Exercise details: Rewrite every line from the one containing "# for each instance of the crowd" down through the last line of the items, adding 45 to each coordinate in the answers and leaving all other lines unchanged.

# start of Input data

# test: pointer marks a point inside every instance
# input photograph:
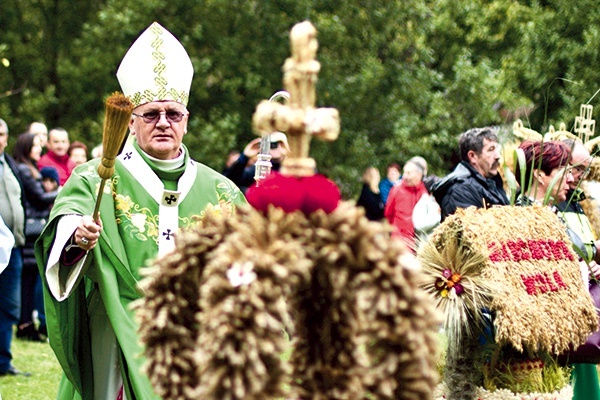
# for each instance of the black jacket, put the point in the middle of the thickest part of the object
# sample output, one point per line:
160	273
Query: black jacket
466	187
37	205
371	202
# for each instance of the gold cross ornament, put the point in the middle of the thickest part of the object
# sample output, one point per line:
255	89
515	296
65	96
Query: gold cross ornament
299	119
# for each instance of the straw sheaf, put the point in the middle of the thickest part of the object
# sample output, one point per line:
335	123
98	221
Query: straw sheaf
548	321
357	318
167	314
385	331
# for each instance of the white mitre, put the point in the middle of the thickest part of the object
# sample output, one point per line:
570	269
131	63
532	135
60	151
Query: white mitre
156	67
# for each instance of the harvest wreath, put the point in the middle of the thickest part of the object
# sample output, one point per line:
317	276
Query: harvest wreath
498	275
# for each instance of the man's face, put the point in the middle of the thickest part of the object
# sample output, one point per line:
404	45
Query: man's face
58	142
580	160
3	138
488	162
160	138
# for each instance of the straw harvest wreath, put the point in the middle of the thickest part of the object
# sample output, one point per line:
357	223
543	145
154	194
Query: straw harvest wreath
329	290
510	288
302	297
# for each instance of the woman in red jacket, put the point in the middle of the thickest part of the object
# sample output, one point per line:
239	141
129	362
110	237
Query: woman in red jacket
402	199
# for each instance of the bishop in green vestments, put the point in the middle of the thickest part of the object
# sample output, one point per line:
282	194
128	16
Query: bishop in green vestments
91	268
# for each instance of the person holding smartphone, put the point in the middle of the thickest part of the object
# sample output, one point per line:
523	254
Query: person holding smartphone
242	171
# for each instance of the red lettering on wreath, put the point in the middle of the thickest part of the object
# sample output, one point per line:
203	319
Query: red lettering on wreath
530	249
541	283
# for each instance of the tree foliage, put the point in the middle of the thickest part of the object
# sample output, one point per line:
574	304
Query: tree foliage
407	76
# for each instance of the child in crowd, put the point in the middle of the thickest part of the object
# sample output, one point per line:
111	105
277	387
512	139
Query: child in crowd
49	179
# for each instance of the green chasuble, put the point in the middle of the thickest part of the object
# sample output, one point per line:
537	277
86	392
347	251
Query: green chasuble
142	208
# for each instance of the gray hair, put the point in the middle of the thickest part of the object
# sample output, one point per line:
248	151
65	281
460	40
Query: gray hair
473	140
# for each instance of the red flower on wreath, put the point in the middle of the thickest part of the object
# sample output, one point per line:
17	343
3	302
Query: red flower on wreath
449	285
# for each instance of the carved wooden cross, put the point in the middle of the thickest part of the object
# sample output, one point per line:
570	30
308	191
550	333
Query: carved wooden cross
300	120
584	124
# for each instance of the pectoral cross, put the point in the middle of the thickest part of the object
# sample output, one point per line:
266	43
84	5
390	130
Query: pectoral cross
584	124
299	119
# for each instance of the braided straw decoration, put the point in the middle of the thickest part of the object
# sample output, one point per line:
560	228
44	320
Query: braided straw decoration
336	283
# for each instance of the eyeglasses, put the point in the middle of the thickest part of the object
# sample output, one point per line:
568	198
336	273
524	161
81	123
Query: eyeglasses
152	117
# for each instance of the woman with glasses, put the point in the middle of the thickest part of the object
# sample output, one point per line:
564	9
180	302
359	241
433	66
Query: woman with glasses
547	178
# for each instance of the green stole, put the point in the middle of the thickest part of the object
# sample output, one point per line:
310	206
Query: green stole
129	238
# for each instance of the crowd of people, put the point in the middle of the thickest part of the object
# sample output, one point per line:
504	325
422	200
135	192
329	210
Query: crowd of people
31	178
160	188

# end of Input data

Answer to this problem:
# for each instance of the crowd of people, put the point in the middle of the thickest part of the object
# sample output, one point per line:
504	325
422	200
135	192
329	210
Query: crowd of people
76	223
205	233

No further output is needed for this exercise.